-- Task description --
Continue the indemnification agreement text below from the point where it stops.

-- Given text --
INDEMNIFICATION
AGREEMENT
This
Indemnification Agreement (the “ Agreement ”) is
made as of February 2nd, 2006, by and between American
Reprographics Company, a Delaware corporation (the “
Company ”), and Dewitt Kerry McCluggage (the “
Indemnitee ”).
The Company and
Indemnitee recognize the increasing difficulty in obtaining
liability insurance for directors, officers and key employees, the
significant increases in the cost of such insurance and the general
reductions in the coverage of such insurance. The Company and
Indemnitee further recognize the substantial increase in corporate
litigation in general, subjecting directors, officers and key
employees to expensive litigation risks at the same time as the
availability and coverage of liability insurance has been severely
limited. Indemnitee does not regard the current protection
available as adequate under the present circumstances, and
Indemnitee and agents of the Company may not be willing to continue
to serve as agents of the Company without additional protection.
The Company desires to attract and retain the services of highly
qualified individuals, such as Indemnitee, and to indemnify its
directors, officers and key employees so as to provide them with
the maximum protection permitted by law.
In consideration
of the mutual promises made in this Agreement, and for other good
and valuable consideration, receipt of which is hereby
acknowledged, the Company and Indemnitee hereby agree as
follows:
(a) Third Party Proceedings . The Company shall
indemnify Indemnitee if Indemnitee is or was a party or is
threatened to be made a party to any threatened, pending or
completed action, suit or proceeding, whether civil, criminal,
administrative or investigative (other than an action by or in the
right of the Company) by reason of the fact that Indemnitee is or
was a director, officer, employee or agent of the Company, or any
subsidiary of the Company, by reason of any action or inaction on
the part of Indemnitee while an officer or director or by reason of
the fact that Indemnitee is or was serving at the request of the
Company as a director, officer, employee or agent of another
corporation, partnership, joint venture, trust or other enterprise,
against expenses (including attorneys’ fees), judgments,
fines and amounts paid in settlement (if such settlement is
approved in advance by the Company, which approval shall not be
unreasonably withheld) actually and reasonably incurred by
Indemnitee in connection with such action, suit or proceeding if
Indemnitee acted in good faith and in a manner Indemnitee
reasonably believed to be in or not opposed to the best interests
of the Company, and, with respect to any criminal action or
proceeding, had no reasonable cause to believe Indemnitee’s
conduct was unlawful. The termination of any action, suit or
proceeding by judgment, order, settlement, conviction, or upon a
plea of nolo contendere or its equivalent, shall not, of itself,
create a presumption that Indemnitee did not act in good faith and
in a manner which Indemnitee reasonably believed to be in or not
opposed to the best interests of the Company, or, with
respect
to any criminal
action or proceeding, that Indemnitee had reasonable cause to
believe that Indemnitee’s conduct was unlawful.
(b) Proceedings By or in the Right of the Company .

-- Object point labels --
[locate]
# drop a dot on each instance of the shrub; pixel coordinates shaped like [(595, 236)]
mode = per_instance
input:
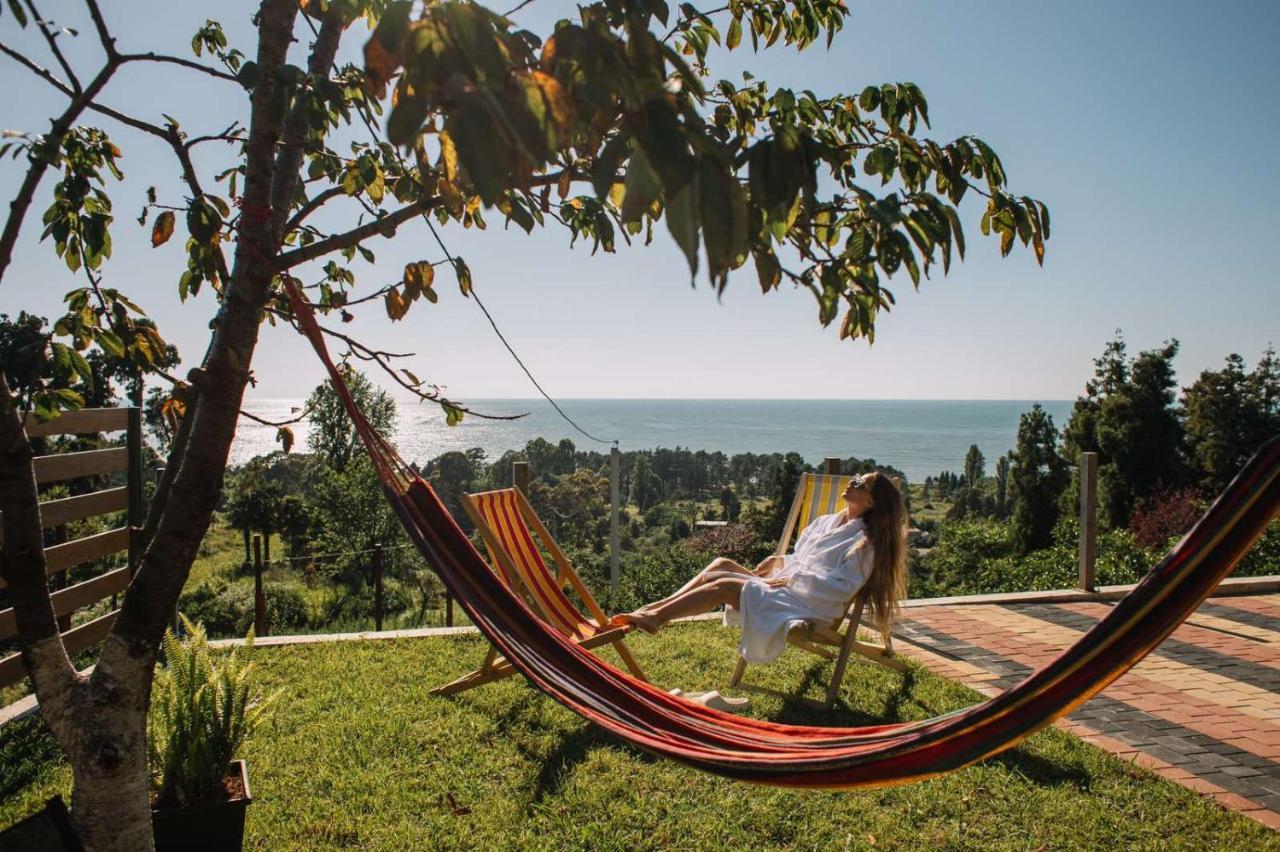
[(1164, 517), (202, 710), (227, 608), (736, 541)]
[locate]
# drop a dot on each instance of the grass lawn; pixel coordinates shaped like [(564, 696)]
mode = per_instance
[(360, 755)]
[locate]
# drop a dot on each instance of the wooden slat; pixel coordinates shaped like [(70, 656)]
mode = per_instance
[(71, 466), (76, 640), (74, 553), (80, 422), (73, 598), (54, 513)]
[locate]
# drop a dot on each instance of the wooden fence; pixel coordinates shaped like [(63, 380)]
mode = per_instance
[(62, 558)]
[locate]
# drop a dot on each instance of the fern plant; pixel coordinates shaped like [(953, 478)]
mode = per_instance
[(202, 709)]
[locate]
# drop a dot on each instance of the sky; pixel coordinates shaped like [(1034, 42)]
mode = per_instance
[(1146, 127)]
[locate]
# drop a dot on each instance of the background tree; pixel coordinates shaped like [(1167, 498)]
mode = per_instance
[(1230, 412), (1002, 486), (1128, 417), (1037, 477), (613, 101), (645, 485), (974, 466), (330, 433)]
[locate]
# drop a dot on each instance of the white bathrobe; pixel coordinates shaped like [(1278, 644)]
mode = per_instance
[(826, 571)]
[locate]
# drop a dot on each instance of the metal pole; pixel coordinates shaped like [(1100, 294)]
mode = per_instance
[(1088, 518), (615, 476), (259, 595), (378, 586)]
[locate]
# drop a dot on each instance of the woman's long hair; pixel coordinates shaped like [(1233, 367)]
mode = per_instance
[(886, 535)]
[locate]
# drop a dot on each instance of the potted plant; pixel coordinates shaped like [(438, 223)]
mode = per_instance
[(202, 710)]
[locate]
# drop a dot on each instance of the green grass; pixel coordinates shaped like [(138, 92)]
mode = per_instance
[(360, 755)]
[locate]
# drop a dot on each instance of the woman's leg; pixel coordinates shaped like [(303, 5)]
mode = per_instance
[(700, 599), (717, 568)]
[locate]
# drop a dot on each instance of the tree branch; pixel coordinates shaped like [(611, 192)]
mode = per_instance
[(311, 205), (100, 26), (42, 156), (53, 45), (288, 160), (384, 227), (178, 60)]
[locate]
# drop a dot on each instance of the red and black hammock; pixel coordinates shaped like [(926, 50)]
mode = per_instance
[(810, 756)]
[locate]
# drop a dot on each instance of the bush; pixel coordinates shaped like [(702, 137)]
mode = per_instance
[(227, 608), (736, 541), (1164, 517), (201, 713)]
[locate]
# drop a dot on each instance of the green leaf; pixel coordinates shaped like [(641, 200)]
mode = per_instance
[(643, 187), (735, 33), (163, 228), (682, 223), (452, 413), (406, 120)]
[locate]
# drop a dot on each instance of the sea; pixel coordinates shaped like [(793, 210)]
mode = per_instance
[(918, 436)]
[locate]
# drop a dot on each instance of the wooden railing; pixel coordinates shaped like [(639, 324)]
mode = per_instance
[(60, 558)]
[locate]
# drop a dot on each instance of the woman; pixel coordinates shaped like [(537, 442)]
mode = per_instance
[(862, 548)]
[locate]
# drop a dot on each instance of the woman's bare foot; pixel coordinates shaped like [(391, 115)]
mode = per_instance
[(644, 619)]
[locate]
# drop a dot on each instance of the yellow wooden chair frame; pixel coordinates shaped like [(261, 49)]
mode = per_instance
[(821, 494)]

-- The result --
The Company shall indemnify Indemnitee if Indemnitee was or is a
party or is threatened to be made a party to any threatened,
pending or completed action or proceeding by or in the right of the
Company or any subsidiary of the Company to procure a judgment in
its favor by reason of the fact that Indemnitee is or was a
director, officer, employee or agent of the Company, or any
subsidiary of the Company, by reason of any action or inaction on
the part of Indemnitee while an officer or director or by reason of
the fact that Indemnitee is or was serving at the request of the
Company as a director, officer, employee or agent of another
corporation, partnership, joint venture, trust or other enterprise,
against expenses (including attorneys’ fees) and, to the
fullest extent permitted by law, amounts paid in settlement (if
such settlement is approved in advance by the Company, which
approval shall not be unreasonably withheld), in each case to the
extent actually and reasonably incurred by Indemnitee in connection
with the defense or settlement of such action or suit if Indemnitee
acted in good faith and in a manner Indemnitee reasonably believed
to be in or not opposed to the best interests of the Company and
its stockholders, except that no indemnification shall be made in
respect of any claim, issue or matter as to which Indemnitee shall
have been finally adjudicated by court order or judgment to be
liable to the Company in the performance of Indemnitee’s duty
to the Company and its stockholders unless and only to the extent
that the court in which such action or proceeding is or was pending
shall determine upon application that, in view of all the
circumstances of the case, Indemnitee is fairly and reasonably
entitled to indemnity for such expenses which such court shall deem
proper.
(c) Mandatory Payment of Expenses . To the extent
that Indemnitee has been successful on the merits or otherwise in
defense of any action, suit or proceeding referred to in Section
1(a) or Section 1(b) or the defense of any claim, issue or matter
therein, Indemnitee shall be indemnified against expenses
(including attorneys’ fees) actually and reasonably incurred
by Indemnitee in connection therewith.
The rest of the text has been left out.